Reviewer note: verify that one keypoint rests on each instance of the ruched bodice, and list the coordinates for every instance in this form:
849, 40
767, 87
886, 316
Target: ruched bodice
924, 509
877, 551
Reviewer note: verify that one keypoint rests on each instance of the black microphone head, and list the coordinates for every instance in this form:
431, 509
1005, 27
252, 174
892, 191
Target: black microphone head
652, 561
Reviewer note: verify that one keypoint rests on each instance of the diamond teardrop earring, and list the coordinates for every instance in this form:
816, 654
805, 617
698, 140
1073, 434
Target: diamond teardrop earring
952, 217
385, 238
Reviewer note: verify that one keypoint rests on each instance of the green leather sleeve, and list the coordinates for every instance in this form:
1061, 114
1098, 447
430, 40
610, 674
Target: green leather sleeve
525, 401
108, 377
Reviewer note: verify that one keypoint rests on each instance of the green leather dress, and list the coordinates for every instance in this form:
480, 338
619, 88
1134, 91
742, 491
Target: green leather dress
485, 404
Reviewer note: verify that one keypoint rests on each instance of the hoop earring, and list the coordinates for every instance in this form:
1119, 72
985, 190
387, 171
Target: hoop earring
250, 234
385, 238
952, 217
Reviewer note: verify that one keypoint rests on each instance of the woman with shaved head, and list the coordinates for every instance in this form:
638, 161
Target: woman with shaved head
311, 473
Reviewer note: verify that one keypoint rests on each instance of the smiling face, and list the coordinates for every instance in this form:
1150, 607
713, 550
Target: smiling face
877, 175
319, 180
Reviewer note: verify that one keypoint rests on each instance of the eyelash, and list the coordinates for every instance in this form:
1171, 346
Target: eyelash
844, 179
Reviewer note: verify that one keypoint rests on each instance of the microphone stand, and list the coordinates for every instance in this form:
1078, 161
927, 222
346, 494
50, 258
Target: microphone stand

----

Requirements:
Rewrite every one of the records above, putting "marker" wherever "keypoint" occurs and leaving all else unchanged.

Task output:
Reviewer note: verify that one marker rests on each instance of the ruched bodice, and list the coordinates for every instance in this form:
849, 40
767, 87
886, 316
Target: ruched bodice
924, 509
877, 551
Reviewer note: verify that one marker rests on each instance of the black microphone head, and list the coordinates for every instance in this form:
431, 509
1005, 27
252, 174
892, 191
Target: black microphone head
652, 561
Reviewer note: verify that one marker rests on each instance of the diamond teardrop earring, and list the coordinates for every instance in this form:
816, 654
805, 617
698, 140
1073, 434
Target: diamond teardrop earring
952, 217
385, 238
Reviewer note: verify that one marker rests on each instance of the green leather sleeve, and list the coordinates for every instance in this form:
1061, 114
1098, 447
430, 40
610, 674
Target: green leather sleeve
525, 401
108, 377
Reviewer note: verify that one marker rests on each instance of the green leather dress, and list the coordinates for every instance in this form:
480, 338
619, 88
1134, 91
742, 491
Target: green leather dress
485, 404
Reviewer note: verify that one marker rests on each instance of the hoop earring, and list the coordinates for every instance in this form:
1119, 72
985, 190
387, 171
Target: hoop earring
250, 234
385, 238
952, 217
Reviewer note: verify that one marker rests on each instance of the woman with shaved head, and list the coordinates for every instance in this form:
638, 161
Target: woman with shaved head
311, 473
Reviewer note: verify that one marker rests on each instance of the smiling face, and list the coordinates for every instance in this form:
1150, 607
713, 550
Target: smiling face
877, 175
319, 180
Reviewer note: verify that one marker rests on each instance of the eyelash, and list the coordinates for every instance in this form:
1171, 346
Target: eyelash
844, 179
Reviewer note: verify that one marker rests on each instance of the microphone stand, and list the coordinates for every instance in this form:
1078, 161
927, 222
346, 494
50, 258
Target: microphone stand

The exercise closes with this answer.